■ Problem to work on
Write out the material below word for word, changing nothing.

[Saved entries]
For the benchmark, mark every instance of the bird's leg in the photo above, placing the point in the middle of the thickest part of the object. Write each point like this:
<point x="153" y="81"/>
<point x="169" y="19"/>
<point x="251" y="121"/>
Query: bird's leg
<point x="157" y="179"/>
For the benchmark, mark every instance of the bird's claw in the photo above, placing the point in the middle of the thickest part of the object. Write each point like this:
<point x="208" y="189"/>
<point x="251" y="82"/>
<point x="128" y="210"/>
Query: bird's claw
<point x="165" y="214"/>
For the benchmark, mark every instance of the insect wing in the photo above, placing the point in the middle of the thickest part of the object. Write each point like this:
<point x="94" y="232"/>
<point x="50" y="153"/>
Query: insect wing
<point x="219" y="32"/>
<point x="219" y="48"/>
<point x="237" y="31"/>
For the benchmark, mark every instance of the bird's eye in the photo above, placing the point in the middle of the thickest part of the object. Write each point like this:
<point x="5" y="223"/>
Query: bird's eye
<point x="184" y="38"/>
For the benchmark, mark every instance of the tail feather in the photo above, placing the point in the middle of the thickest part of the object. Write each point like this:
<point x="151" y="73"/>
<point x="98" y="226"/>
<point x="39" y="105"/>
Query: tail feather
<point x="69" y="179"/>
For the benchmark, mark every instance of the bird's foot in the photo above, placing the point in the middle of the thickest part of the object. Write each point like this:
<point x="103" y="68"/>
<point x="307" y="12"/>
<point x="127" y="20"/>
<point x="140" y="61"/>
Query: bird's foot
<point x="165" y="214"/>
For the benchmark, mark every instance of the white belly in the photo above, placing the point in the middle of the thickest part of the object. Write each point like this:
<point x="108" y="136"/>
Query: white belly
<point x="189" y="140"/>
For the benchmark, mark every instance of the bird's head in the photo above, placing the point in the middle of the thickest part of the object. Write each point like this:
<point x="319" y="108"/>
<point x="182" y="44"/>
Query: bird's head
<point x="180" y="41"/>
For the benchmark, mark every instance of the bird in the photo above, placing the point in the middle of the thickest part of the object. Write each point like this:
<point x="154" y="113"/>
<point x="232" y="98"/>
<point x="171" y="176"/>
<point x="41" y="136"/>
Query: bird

■ Solution to this problem
For the benchmark, mark every instance of the bird's leg in the photo above, placing the point in the middle of the thickest part of the object. Write each point like this:
<point x="153" y="81"/>
<point x="169" y="19"/>
<point x="251" y="121"/>
Query: bird's leg
<point x="157" y="179"/>
For the benchmark, mark every instance of the bird's claw in the photo above, placing the point in the middle of the thickest part of the object. Write each point like this:
<point x="208" y="189"/>
<point x="251" y="82"/>
<point x="128" y="210"/>
Query: bird's claw
<point x="165" y="214"/>
For the benchmark, mark every instance of the insect wing in the photo above, placing the point in the middle of the thickest part of the object. Write each point like this:
<point x="94" y="232"/>
<point x="50" y="153"/>
Query: insect wing
<point x="219" y="32"/>
<point x="219" y="48"/>
<point x="237" y="31"/>
For the benchmark, mark every instance of the bird's eye in the photo above, placing the point in the middle of the thickest part of the object. Write each point like this:
<point x="5" y="223"/>
Query: bird's eye
<point x="184" y="38"/>
For the benchmark, mark every instance of the tail feather in the photo above, placing the point in the middle of the thickest part of the object. Write each point like this:
<point x="151" y="73"/>
<point x="98" y="226"/>
<point x="39" y="105"/>
Query: tail feather
<point x="69" y="179"/>
For the benchmark, mark every instance of the bird's foot in the photo above, placing the point in the middle of the thickest part of the object. Write each point like this:
<point x="103" y="68"/>
<point x="307" y="12"/>
<point x="127" y="20"/>
<point x="140" y="61"/>
Query: bird's foot
<point x="165" y="214"/>
For the benchmark, mark every instance of the white belly in the photo above, placing the point in the middle of the thickest part of the object. Write each point like this:
<point x="108" y="136"/>
Query: white belly
<point x="189" y="140"/>
For the benchmark, mark every instance of the bird's head in the photo above, placing the point in the middle of the thickest part of the object. Write each point like this:
<point x="319" y="108"/>
<point x="182" y="44"/>
Query: bird's head
<point x="180" y="41"/>
For the benchmark, mark every instance of the bird in the photo above, placing the point in the middle of the thickest part of the object. Write each point like this:
<point x="154" y="113"/>
<point x="232" y="98"/>
<point x="171" y="176"/>
<point x="41" y="136"/>
Query: bird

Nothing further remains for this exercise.